**Point localization data**
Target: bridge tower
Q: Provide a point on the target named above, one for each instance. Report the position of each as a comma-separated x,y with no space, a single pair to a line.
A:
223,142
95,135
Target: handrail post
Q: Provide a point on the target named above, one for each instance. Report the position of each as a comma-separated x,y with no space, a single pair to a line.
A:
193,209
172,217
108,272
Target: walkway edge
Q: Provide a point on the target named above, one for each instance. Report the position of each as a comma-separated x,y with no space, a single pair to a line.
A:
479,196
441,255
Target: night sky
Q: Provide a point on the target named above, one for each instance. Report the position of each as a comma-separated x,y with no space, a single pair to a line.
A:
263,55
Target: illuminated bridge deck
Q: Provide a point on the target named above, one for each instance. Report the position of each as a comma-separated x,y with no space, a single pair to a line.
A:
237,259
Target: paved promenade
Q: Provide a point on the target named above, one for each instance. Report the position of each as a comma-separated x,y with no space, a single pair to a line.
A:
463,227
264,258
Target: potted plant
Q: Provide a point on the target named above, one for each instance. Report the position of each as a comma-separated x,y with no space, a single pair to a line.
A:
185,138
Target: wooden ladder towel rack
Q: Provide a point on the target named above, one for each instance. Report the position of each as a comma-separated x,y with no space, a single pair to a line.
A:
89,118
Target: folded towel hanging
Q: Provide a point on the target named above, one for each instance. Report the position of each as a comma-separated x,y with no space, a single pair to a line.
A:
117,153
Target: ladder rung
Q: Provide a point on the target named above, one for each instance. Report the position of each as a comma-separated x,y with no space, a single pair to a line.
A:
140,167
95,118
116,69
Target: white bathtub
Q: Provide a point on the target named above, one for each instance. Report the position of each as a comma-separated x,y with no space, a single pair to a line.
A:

**What to work on**
An exact copy of all the entries above is what is needed.

**Task result**
Target: bridge tower
Q: Provide a point on the target named above, one for each instance. Report the position of each as a comma-separated x,y with no space, a single pair to a line.
A:
223,142
95,135
Target: handrail post
Q: Provide a point on the target named above, one for each instance. Report the position of each as a comma-separated x,y with no space, a single pair to a line.
A:
193,209
172,217
108,272
Target: walkway edge
Q: Provide a point on the target named above, one for each instance. Report the position of each as a comma-separated x,y with no space, a single pair to a line.
A:
479,196
441,255
Target: night sky
Q: Provide a point on the target named above, one for each instance. Report the position of each as a comma-separated x,y with no space, a single pair to a line.
A:
263,55
Target: illuminated bridge deck
Q: Provide a point on the target named above, one for each instance. Report the position of each as a comma-separated x,y with no space, a single pair to a line.
A:
237,259
Target: paved promenade
Q: Provide a point on the target named above, one for each instance. Report the position of each as a comma-separated x,y with no space, a single pair to a line.
A:
463,227
264,258
Target: potted plant
Q: Provide a point on the target named above, one for each instance. Report the position of each as a comma-separated x,y with no space, a single pair to a line.
A:
185,138
Target: wooden ladder towel rack
Q: Provide a point on the target named above, one for each instance. Report the position of each as a comma-separated x,y with no space, a single pair to a line.
A:
89,118
Target: folded towel hanging
Q: Provide a point on the target named above, one for each instance. Report the position of each as a comma-separated x,y with no space, a single pair to a line.
A:
117,153
Target: ladder rung
Q: Provide a point on the target named above, one for each instance. Report the position of each as a comma-separated x,y with no space, a single pair to a line.
A:
140,167
95,118
116,69
Target: white bathtub
Q: Provide a point on the target named above, one for each instance. Report the position of each as a comma-separated x,y with no space, a single pair to a line.
A:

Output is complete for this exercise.